→ **Material shown**

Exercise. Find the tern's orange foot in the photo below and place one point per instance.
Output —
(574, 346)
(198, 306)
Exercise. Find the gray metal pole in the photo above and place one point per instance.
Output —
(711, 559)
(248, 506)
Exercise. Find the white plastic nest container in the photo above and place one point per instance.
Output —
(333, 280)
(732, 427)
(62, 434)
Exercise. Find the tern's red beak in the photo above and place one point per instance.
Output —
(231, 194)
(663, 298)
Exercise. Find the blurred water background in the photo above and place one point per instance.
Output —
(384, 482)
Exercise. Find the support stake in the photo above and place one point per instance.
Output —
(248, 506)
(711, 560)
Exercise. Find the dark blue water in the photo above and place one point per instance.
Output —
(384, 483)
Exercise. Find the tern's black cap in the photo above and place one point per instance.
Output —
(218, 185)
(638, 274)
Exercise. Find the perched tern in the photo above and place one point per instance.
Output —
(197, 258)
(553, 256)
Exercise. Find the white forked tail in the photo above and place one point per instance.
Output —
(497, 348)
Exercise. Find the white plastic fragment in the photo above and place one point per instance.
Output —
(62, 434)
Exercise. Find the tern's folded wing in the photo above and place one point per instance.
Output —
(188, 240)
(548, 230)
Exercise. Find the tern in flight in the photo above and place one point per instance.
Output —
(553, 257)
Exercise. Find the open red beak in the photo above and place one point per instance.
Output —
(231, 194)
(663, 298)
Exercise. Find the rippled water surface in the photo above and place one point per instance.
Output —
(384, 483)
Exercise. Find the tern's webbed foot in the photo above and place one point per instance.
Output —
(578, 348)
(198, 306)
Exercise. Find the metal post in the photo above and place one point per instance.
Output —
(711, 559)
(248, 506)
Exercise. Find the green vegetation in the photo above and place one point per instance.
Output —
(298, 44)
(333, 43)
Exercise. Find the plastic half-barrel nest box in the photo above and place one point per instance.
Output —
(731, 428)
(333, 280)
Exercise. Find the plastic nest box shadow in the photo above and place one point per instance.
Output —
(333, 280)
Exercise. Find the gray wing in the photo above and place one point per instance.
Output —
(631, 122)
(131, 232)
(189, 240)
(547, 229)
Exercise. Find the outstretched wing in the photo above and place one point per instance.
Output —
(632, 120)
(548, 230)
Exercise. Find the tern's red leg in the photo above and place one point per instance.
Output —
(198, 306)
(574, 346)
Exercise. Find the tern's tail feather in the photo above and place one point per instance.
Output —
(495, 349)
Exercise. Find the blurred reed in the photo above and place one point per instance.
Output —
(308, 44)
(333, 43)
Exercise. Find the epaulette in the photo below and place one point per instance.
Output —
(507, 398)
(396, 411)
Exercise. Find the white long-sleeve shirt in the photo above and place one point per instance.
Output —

→ **Instructions for the task**
Nothing should be changed: write out all of the data as is.

→ **Response to the task**
Exercise. Find the tern's orange foot in the photo below and place one point per instance.
Output —
(574, 346)
(198, 306)
Exercise. Find the gray metal pole in the photo above and place one point per instance.
Output —
(711, 559)
(248, 506)
Exercise. Find the white plastic nest container in the photo above and place one point per instance.
Output —
(333, 280)
(732, 427)
(62, 434)
Exercise. Find the tern's red beak in the photo above and place one point per instance.
Output —
(231, 194)
(663, 298)
Exercise. Find the blurred water background in the photo above and place one point per instance.
Output —
(384, 482)
Exercise. Find the support stake in the photo above and place one point per instance.
Output —
(248, 506)
(711, 560)
Exercise. Find the dark blue water in the photo above and place one point per instance.
Output —
(384, 483)
Exercise. Find the tern's black cap in the photo above and place one point per instance.
Output —
(218, 185)
(638, 274)
Exercise. Find the perched tern in the photo above and place one point per instance.
Output —
(197, 258)
(553, 256)
Exercise. Find the white forked tail in the photo above and place one point per instance.
Output —
(497, 348)
Exercise. Find the white plastic fragment in the photo above and place one point per instance.
Output —
(62, 434)
Exercise. Find the tern's folded wing in the photo above and place one point per instance.
Output —
(188, 240)
(548, 230)
Exercise. Find the tern in flight in the photo above and place one point per instance.
Output —
(553, 257)
Exercise. Find the open red beak in the photo above and place one point per instance.
Output —
(231, 194)
(663, 298)
Exercise. Find the rippled water surface in the photo above and place one point per instance.
Output —
(384, 483)
Exercise. Find the tern's webbed foot in the photo above and place one point per instance.
Output —
(578, 348)
(198, 306)
Exercise. Find the metal post in the photo above and place one point per instance.
Output —
(711, 559)
(248, 506)
Exercise. Find the green vegetation in the photo above and place one point per instance.
Output —
(298, 44)
(333, 43)
Exercise. Find the plastic half-barrel nest box in the photo above and place one point per instance.
Output —
(731, 428)
(333, 280)
Exercise. Find the plastic nest box shadow in the photo above and place one point per instance.
Output —
(333, 280)
Exercise. Find the gray wing in the photo above and place one point per instance.
Output —
(631, 122)
(131, 232)
(189, 240)
(547, 229)
Exercise. Find the outstretched wing in the photo above and place one point per instance.
Output —
(632, 120)
(548, 230)
Exercise. Find the tern's red leg in the photo above and place one point per instance.
Output —
(198, 306)
(574, 346)
Exercise. Find the tern's tail feather in the photo above and place one point per instance.
Output —
(495, 349)
Exercise. Find the blurred reed in the photo above and place one point per instance.
Output —
(308, 44)
(333, 43)
Exercise. Find the epaulette in the photo below and place one point per instance.
Output —
(507, 398)
(396, 411)
Exercise. Find the white long-sleeve shirt in the photo above and place one point per instance.
Output —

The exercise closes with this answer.